Material for this task:

* Begin *

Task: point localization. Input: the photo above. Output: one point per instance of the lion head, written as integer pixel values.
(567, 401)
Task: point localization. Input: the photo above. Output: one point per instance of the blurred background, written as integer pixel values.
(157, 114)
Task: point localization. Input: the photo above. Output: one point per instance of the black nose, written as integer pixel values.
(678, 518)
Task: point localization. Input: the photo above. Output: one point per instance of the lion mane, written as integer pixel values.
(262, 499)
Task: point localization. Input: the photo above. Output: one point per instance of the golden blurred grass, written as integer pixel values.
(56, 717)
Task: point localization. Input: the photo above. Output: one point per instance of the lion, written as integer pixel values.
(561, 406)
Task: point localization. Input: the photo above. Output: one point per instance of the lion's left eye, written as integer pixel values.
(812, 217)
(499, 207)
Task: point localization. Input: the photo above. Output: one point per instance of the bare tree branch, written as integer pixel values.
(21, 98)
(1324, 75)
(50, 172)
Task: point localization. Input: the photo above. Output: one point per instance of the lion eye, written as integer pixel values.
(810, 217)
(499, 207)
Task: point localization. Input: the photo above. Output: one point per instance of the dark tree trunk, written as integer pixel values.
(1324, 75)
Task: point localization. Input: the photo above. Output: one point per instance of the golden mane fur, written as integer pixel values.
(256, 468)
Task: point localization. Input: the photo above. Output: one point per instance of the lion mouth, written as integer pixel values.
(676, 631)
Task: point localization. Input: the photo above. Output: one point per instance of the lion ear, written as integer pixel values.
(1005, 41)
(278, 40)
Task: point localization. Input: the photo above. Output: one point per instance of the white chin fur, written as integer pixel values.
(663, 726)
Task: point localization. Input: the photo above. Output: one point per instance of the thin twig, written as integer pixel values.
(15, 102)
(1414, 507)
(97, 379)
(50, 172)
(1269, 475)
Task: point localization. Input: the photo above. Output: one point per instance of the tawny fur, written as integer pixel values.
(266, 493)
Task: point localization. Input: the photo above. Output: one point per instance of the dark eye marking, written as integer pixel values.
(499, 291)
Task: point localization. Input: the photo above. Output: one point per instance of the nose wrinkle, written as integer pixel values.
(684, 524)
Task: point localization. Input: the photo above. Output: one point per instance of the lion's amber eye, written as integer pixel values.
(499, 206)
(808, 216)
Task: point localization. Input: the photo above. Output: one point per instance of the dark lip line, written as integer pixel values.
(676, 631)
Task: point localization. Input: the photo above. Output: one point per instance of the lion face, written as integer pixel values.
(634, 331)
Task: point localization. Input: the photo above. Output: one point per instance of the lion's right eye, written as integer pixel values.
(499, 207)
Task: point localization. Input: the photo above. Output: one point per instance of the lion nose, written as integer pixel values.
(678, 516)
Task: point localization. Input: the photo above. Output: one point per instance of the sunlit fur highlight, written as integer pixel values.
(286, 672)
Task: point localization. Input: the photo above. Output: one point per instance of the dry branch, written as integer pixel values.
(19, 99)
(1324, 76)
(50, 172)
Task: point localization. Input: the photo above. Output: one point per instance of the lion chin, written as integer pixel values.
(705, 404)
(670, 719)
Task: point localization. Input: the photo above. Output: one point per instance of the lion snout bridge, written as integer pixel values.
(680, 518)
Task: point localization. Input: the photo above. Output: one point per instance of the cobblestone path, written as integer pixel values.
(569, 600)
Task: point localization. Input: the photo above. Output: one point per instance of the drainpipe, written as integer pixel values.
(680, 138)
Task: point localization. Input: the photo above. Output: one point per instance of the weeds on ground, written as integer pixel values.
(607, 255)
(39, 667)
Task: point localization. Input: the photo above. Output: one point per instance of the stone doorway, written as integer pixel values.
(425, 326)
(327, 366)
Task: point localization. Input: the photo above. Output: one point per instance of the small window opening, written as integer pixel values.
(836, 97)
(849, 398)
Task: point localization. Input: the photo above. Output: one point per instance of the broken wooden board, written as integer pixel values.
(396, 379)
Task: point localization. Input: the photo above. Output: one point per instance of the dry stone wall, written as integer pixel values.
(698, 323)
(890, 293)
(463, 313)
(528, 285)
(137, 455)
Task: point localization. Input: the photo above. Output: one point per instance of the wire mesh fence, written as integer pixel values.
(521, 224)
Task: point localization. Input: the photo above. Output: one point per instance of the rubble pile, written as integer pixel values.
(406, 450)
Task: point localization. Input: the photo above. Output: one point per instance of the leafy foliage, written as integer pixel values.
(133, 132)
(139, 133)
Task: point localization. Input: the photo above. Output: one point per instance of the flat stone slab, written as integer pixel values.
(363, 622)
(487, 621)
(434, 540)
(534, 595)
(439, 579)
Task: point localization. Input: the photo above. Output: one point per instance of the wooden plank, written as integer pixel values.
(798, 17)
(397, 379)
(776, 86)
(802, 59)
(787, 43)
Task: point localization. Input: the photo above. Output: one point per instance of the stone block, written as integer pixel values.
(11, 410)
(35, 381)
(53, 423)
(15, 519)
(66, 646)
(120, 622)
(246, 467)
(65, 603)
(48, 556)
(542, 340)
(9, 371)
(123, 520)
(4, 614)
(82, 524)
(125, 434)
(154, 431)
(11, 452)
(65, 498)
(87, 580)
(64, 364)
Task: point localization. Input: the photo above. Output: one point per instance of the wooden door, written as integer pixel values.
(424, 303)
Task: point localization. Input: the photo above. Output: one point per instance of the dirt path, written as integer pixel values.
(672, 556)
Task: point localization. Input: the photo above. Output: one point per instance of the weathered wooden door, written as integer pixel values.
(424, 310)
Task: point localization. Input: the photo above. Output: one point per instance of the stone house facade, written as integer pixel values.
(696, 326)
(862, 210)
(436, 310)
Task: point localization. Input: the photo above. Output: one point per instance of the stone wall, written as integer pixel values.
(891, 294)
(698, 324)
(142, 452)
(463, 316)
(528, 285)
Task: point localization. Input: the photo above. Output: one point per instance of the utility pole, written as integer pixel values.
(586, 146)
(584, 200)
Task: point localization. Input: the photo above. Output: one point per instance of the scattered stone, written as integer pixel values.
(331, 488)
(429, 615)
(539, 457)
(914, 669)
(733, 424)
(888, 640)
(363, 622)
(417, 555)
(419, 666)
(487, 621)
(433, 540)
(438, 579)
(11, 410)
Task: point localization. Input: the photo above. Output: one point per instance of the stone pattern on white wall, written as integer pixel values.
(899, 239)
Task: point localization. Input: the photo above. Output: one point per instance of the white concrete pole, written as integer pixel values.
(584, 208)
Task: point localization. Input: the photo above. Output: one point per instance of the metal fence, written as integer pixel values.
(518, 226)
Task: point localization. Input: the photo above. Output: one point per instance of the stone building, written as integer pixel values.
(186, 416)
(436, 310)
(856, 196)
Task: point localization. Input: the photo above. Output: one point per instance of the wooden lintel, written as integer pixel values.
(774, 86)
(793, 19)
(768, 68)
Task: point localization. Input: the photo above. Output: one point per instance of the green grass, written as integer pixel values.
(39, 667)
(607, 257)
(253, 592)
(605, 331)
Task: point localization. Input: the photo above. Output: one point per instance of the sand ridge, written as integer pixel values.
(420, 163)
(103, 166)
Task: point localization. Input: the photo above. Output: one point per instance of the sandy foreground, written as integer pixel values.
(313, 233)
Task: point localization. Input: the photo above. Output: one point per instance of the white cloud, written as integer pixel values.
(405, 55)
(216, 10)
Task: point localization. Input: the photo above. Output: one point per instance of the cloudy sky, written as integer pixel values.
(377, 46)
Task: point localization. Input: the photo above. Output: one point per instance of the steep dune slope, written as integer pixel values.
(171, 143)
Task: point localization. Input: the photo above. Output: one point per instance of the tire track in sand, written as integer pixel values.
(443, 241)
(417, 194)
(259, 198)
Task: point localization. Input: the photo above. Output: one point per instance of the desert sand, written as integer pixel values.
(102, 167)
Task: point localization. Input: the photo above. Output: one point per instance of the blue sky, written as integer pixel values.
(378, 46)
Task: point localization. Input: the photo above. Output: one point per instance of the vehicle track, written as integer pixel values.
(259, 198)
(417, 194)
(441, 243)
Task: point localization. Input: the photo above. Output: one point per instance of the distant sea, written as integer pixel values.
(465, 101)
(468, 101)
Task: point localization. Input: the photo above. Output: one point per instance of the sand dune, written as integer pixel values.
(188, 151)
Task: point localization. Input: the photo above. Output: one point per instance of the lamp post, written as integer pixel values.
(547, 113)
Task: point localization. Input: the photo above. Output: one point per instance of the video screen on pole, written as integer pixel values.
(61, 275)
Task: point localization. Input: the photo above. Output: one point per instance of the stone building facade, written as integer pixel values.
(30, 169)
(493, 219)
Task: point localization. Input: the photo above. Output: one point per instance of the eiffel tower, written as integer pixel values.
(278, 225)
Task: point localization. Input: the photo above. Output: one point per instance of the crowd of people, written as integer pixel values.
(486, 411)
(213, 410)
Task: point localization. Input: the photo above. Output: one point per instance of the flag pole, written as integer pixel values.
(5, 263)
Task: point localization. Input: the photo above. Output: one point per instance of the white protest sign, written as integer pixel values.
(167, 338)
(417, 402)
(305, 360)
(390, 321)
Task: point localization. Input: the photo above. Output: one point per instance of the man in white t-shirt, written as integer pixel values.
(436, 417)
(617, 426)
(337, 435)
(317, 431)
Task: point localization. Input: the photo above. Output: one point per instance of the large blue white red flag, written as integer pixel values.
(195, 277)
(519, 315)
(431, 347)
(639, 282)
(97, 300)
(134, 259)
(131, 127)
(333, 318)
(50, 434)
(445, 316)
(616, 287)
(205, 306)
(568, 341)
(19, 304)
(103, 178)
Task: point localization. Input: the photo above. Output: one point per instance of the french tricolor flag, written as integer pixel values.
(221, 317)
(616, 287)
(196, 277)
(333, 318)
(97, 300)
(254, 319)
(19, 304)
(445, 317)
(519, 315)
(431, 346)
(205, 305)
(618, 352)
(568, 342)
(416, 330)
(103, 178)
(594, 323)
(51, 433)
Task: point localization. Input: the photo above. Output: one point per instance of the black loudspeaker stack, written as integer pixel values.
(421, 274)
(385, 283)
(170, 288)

* End *

Given problem: Extract every line from the one containing "dune, written as integer pixel values." through the last line of the data, inclusive, exactly as written.

Correct output:
Task: point localization. Input: the photo above. Output: one point per instance of the sand dune, written as integer pixel values.
(188, 151)
Task: point localization. Input: the photo above. Output: one point per instance of the lamp post, written as integer pixel values.
(547, 113)
Task: point localization. Input: the photo above. Output: one point per instance of the video screen on pole, written as integer pixel values.
(61, 275)
Task: point localization. Input: the photo above. Output: one point per instance of the stone building facade, written as integer pixel values.
(30, 169)
(493, 219)
Task: point localization. Input: the photo above. Output: one point per instance of the eiffel tower, written as integer pixel values.
(278, 225)
Task: point localization. Input: the photo above. Output: one point per instance of the crowd of people, written as integer pixel values.
(486, 411)
(213, 410)
Task: point localization. Input: the photo above. Output: one point per instance of the flag pole, written as integer pixel values.
(5, 263)
Task: point localization. Input: the photo above. Output: one point per instance of the white protest sign, written as integer pixel values.
(167, 338)
(417, 402)
(305, 360)
(390, 321)
Task: point localization. Input: the photo above. Output: one point per instance of the man in white t-shirt, written as integer pixel values.
(436, 417)
(617, 426)
(337, 435)
(317, 431)
Task: point localization. Input: the photo above. Output: one point per instance of the large blue white red flag, written as integer pixel values.
(195, 277)
(519, 315)
(431, 347)
(639, 282)
(97, 300)
(134, 259)
(131, 127)
(333, 318)
(50, 434)
(445, 316)
(616, 287)
(205, 306)
(568, 341)
(19, 304)
(103, 178)
Task: point localization. Input: the photo above. Output: one point per instance of the french tricolor flag, written as integer pixel values.
(221, 317)
(616, 287)
(196, 277)
(333, 318)
(97, 300)
(254, 319)
(19, 304)
(445, 317)
(519, 315)
(431, 346)
(205, 305)
(618, 352)
(568, 342)
(416, 330)
(103, 178)
(594, 323)
(51, 433)
Task: point localization. Input: the photo above. Output: one point per instance of the black loudspeaker stack, written as integer pixel values.
(421, 274)
(385, 283)
(170, 288)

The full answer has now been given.